Give the data below again, word for word.
►
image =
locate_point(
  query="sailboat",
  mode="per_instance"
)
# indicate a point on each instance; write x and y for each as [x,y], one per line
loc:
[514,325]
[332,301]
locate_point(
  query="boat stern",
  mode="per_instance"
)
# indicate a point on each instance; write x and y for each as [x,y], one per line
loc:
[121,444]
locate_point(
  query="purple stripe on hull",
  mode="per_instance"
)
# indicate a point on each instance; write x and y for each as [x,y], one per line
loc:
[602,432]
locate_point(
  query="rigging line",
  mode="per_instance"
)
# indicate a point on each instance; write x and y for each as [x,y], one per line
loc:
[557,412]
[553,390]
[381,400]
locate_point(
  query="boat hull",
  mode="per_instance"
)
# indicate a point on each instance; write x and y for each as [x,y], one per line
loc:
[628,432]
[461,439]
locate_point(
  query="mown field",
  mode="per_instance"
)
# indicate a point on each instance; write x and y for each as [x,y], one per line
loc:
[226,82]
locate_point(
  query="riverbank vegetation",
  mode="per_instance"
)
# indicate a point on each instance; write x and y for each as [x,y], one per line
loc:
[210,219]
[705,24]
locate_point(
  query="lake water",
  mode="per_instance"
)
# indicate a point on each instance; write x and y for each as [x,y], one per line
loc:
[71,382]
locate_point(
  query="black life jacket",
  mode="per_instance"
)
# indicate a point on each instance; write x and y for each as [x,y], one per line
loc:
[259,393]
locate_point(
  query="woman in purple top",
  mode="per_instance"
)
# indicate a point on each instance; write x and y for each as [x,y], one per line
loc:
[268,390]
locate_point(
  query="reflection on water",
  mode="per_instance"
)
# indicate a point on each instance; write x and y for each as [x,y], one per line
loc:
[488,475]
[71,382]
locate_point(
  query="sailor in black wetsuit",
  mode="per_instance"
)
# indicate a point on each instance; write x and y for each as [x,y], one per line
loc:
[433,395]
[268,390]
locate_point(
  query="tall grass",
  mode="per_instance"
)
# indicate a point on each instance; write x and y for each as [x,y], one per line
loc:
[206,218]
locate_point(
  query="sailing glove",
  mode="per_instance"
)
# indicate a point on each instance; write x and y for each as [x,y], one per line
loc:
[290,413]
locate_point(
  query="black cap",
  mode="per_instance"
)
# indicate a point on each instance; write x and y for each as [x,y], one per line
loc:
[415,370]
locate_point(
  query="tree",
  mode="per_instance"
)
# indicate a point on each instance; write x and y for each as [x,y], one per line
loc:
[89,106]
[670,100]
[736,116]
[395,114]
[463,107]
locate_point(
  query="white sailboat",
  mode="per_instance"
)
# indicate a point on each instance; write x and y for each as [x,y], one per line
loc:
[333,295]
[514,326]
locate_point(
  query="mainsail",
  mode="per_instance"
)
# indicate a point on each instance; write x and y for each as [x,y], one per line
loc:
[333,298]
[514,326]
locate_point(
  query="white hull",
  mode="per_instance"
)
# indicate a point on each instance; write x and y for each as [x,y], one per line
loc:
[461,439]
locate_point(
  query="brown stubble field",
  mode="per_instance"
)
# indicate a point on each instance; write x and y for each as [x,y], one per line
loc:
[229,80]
◄
[Right answer]
image =
locate_point(
  query="sailboat",
  mode="per_instance"
)
# indicate a point on each instance; write x and y for each as [x,y], one per line
loc:
[514,325]
[332,301]
locate_point(
  query="boat stern",
  mode="per_instance"
)
# indicate a point on each instance; write x and y for each as [x,y], one per line
loc:
[121,444]
locate_point(
  query="purple stripe on hull",
  mode="per_instance"
)
# indicate a point on each instance; write x and y for each as [x,y], one per line
loc:
[602,432]
locate_point(
  query="rigging line",
  mode="per_instance"
)
# indicate a point on each instance; write x and y for each as [x,y], one per line
loc:
[557,412]
[553,390]
[381,400]
locate_point(
  query="boat hull",
  mode="per_instance"
)
# indicate a point on each instance; write x and y for each as [x,y], one per line
loc:
[628,432]
[461,439]
locate_point(
  query="mown field",
  mode="per_instance"
)
# indicate a point on each instance; write x and y for each as [x,y], one per line
loc:
[226,82]
locate_point(
  query="riverbank vegetation",
  mode="per_instance"
)
# indicate a point on each instance; write x and y for each as [x,y], one per line
loc:
[210,219]
[705,24]
locate_point(
  query="lake water",
  mode="per_instance"
)
# indicate a point on each instance; write x and y for each as [x,y], one per line
loc:
[71,382]
locate_point(
  query="black life jacket",
  mode="per_instance"
)
# indicate a point on each instance; write x and y for each as [x,y], one per line
loc:
[259,393]
locate_point(
  query="woman in purple top",
  mode="per_instance"
)
# indicate a point on each instance; write x and y for each as [x,y], one per line
loc:
[268,390]
locate_point(
  query="reflection on water",
  mode="per_instance"
)
# indicate a point on each instance; write x and y for each as [x,y], one per line
loc:
[488,475]
[71,382]
locate_point(
  query="sailor in black wetsuit",
  mode="per_instance"
)
# indicate a point on each instance; write x and y for each as [x,y], one per line
loc:
[433,395]
[268,390]
locate_point(
  query="tall grass",
  mode="per_instance"
)
# indicate a point on each instance; write x and y for each as [x,y], one per line
loc:
[206,218]
locate_point(
  query="sailing glove",
  mode="per_instance"
)
# indicate a point on each instance; write x and y for each as [x,y], one per line
loc:
[290,413]
locate_point(
  query="black cap",
  mode="per_instance"
)
# indicate a point on each instance; write x and y for each as [x,y], one per line
loc:
[415,370]
locate_point(
  query="tree",
  mode="per_instance"
)
# indicate a point on each instance; write x and y for each as [x,y], one per line
loc:
[89,106]
[670,100]
[736,116]
[395,114]
[463,107]
locate_point(
  query="white sailboat",
  mode="per_instance"
)
# indicate a point on each instance; write x and y for each as [x,y], one per line
loc:
[333,295]
[514,326]
locate_point(
  query="mainsail",
  mode="per_instance"
)
# indicate a point on each instance; write x and y for each as [x,y], one per line
loc:
[333,298]
[514,326]
locate_point(
  query="white hull",
  mode="per_instance"
)
# indicate a point on each instance; write x and y for each as [x,y], one per line
loc:
[461,439]
locate_point(
  query="brown stubble field",
  mode="per_instance"
)
# indicate a point on each instance; write x and y for each as [x,y], one per line
loc:
[229,80]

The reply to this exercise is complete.